▸ **Passage given**:
┄┄┄┄┄┄┄┄┄┄

Other Cable Regulation

      The FCC's regulations concerning the commercial limits in children's
programming and political advertising also apply to cable television system
operators. USAi, Holdco and USANi LLC also must provide program ratings
information.

Proposed Changes

      Congress and the FCC have under consideration, and in the future may
consider and adopt, new laws, regulations and policies regarding a wide variety
of matters that could affect, directly or indirectly, the operation, ownership
and profitability of USAi's broadcast stations and broadcast and cable
programming networks. In addition to the changes and proposed changes noted
above, such matters include, for example, a proposal to adopt rules that would
require video programming distributors, including television broadcast stations,
to provide oral descriptions of their programming for the visually impaired,
rate regulation for upper tiers of service, political advertising rates and
potential restrictions on the advertising of products (beer, wine and hard
liquor, for example). Other matters that could affect USAi's regulated media
businesses (including the businesses of Holdco and USANi LLC) include
technological innovations and developments generally affecting competition in
the mass communications industry, such as direct radio and television broadcast
satellite service, the continued establishment of wireless cable systems,
digital television and radio technologies, and the advent of telephone company
participation in the provision of video programming service.

Other Regulatory Considerations

      The summary presented above does not purport to be a complete discussion
of all provisions of the Communications Act or other congressional acts or of
the regulations and policies of the FCC. For further information, you should
review the Communications Act, other congressional acts, and regulations and
public notices promulgated from time to time by the FCC. There are additional
regulations and policies of the FCC and other federal agencies that govern
political broadcasts, public affairs programming, equal opportunity employment
and other matters affecting USAi's business and operations (including the
businesses and operations of Holdco and USANi LLC).

               TRADEMARKS, TRADENAMES, COPYRIGHTS AND DOMAIN NAMES

      Holdco has registered and continues to register, when appropriate, its
trade and service marks as they are developed and used, and Holdco vigorously
protects its trade and service marks. Holdco believes that its marks are a
primary marketing tool for promoting its identity. Holdco also obtains
copyrights with respect to its original programming as appropriate and registers
the domain names of its Internet websites.

┄┄┄┄┄┄┄┄┄┄

▸ **Written problem A**: What must USAi, Holdco and USANi LLC provide, according to the passage on FCC regulation?

▸ **Stored rows**:
┄┄┄┄┄┄┄┄┄┄

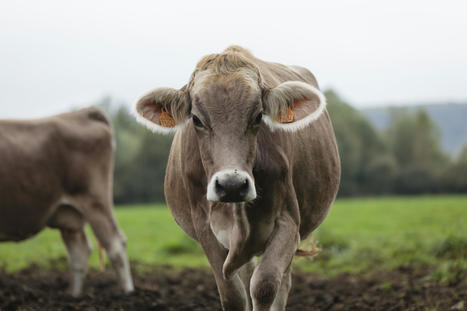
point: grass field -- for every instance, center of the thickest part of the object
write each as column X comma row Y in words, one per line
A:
column 358, row 235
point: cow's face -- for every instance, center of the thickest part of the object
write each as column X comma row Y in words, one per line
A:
column 226, row 111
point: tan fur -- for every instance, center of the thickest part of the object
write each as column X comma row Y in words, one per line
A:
column 57, row 172
column 296, row 173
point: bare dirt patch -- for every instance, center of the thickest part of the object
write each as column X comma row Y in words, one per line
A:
column 163, row 289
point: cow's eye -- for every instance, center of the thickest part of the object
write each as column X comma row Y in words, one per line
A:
column 197, row 122
column 258, row 118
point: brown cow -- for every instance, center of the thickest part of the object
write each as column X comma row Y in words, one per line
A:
column 253, row 169
column 57, row 172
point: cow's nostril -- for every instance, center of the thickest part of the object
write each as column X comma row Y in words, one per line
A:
column 219, row 188
column 244, row 187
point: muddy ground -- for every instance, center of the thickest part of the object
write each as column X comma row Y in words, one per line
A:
column 164, row 289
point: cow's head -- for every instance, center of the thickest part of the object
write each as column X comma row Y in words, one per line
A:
column 226, row 101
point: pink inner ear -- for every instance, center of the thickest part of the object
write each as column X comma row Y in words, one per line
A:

┄┄┄┄┄┄┄┄┄┄

▸ **Written problem B**: Render the listing as a two-column CSV with the headers text and answer, starting with its first line and going on through the line containing "column 244, row 187". Give one row for each thing asked, with its wording and its answer each in a quoted field, line breaks turned into spaces, and the pictures left out.

▸ **Task result A**: Program ratings information.

▸ **Task result B**:
text,answer
"point: grass field -- for every instance, center of the thickest part of the object write each as column X comma row Y in words, one per line A:","column 358, row 235"
"point: cow's face -- for every instance, center of the thickest part of the object write each as column X comma row Y in words, one per line A:","column 226, row 111"
"point: tan fur -- for every instance, center of the thickest part of the object write each as column X comma row Y in words, one per line A:","column 57, row 172 column 296, row 173"
"point: bare dirt patch -- for every instance, center of the thickest part of the object write each as column X comma row Y in words, one per line A:","column 163, row 289"
"point: cow's eye -- for every instance, center of the thickest part of the object write each as column X comma row Y in words, one per line A:","column 197, row 122 column 258, row 118"
"point: brown cow -- for every instance, center of the thickest part of the object write each as column X comma row Y in words, one per line A:","column 253, row 169 column 57, row 172"
"point: cow's nostril -- for every instance, center of the thickest part of the object write each as column X comma row Y in words, one per line A:","column 219, row 188 column 244, row 187"